Of the records below, reproduce only the span that opens with the line containing "Exercise. Mark the yellow" and closes with the last line.

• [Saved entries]
++++
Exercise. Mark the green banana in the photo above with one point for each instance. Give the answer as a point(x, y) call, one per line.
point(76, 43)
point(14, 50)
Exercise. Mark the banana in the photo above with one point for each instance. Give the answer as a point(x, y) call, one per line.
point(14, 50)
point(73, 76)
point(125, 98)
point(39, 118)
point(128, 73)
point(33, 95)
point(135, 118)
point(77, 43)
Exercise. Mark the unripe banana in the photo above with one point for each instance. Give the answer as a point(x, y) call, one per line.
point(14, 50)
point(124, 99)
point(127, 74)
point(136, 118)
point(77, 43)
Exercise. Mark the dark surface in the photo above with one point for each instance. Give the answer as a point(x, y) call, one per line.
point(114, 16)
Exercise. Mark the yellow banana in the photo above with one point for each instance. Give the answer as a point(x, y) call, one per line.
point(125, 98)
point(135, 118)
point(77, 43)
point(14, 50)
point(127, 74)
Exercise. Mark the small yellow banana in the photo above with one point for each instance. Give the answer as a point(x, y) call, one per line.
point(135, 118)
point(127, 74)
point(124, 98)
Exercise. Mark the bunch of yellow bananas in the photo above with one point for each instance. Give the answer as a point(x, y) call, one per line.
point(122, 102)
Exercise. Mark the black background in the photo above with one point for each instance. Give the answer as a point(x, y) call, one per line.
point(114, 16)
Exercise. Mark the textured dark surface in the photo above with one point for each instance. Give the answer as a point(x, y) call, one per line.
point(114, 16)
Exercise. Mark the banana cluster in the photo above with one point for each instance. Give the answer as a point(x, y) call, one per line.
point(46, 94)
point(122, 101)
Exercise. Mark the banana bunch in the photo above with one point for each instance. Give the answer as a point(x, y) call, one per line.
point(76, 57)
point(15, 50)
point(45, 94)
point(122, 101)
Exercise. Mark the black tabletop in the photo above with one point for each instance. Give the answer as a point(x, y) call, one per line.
++++
• [THE ANSWER]
Exercise. Mark the yellow banana in the photo above with one point for each instance. Give the answer as a point(x, y) call, one per line.
point(125, 98)
point(135, 118)
point(77, 43)
point(14, 50)
point(127, 74)
Exercise. Mark the small yellow banana in the photo above with one point for each instance. Give the answer as a point(x, y) call, one per line.
point(135, 118)
point(127, 74)
point(124, 98)
Exercise. Mark the bunch of yellow bananas in the photo above with one point for each instance. Give the answer as a point(x, y) call, one per line.
point(122, 102)
Exercise. Mark the black background in the photo above with one point for each instance. Give the answer as a point(x, y) call, one per line.
point(114, 16)
Exercise. Mark the textured dark surface in the photo above with one point for each instance. Give the answer as a point(x, y) call, one per line.
point(114, 16)
Exercise. Mark the banana cluster in the photo above with one point for each instance. Give the answer as a point(x, y) call, one per line.
point(46, 94)
point(122, 101)
Exercise. Mark the banana bunch in the photo above with one point for each instance. Give the answer as a point(x, y) call, one per line.
point(76, 57)
point(15, 50)
point(45, 94)
point(122, 101)
Exercise. Mark the black tabletop in the photo above with one point for each instance. Give the answer as a point(x, y) call, one per line.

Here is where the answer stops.